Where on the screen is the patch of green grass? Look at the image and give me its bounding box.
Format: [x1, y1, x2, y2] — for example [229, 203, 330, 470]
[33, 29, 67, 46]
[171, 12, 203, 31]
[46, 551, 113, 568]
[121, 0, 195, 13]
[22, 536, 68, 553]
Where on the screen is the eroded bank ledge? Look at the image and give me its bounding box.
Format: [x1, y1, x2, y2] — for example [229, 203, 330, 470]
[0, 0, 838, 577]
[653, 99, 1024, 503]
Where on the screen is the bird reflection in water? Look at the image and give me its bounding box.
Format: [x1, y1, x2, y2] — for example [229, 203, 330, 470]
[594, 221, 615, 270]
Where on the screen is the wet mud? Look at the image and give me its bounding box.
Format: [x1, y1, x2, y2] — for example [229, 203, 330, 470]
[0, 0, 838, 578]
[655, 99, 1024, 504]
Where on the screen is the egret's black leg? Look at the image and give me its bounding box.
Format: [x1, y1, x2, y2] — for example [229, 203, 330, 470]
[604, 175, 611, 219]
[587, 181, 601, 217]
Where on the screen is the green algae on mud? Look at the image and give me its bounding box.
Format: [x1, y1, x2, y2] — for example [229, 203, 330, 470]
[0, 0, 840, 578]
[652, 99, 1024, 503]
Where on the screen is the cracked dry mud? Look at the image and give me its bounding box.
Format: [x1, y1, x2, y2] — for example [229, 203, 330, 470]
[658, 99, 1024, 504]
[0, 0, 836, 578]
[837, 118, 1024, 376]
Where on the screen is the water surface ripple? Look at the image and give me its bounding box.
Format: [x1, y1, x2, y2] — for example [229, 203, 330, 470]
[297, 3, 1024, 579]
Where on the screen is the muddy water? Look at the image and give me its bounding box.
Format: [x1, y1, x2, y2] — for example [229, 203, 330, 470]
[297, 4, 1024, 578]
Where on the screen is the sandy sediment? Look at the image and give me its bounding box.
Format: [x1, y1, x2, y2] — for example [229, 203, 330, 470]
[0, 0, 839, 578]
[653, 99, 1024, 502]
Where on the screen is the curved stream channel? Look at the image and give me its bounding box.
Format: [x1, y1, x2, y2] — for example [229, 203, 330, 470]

◇ ◇ ◇ ◇ ◇

Description of the task: Present the lines of the records above as a numbered list, starting at the line that contains "Where on the screen is the eroded" and ending at the line that contains "[653, 99, 1024, 503]". Include only those lines, and leave out any blank ones.

The response:
1. Where on the screen is the eroded bank ledge? Look at the image and give me its bounding box.
2. Format: [x1, y1, x2, y2] — for example [229, 203, 330, 470]
3. [0, 0, 838, 577]
4. [653, 99, 1024, 503]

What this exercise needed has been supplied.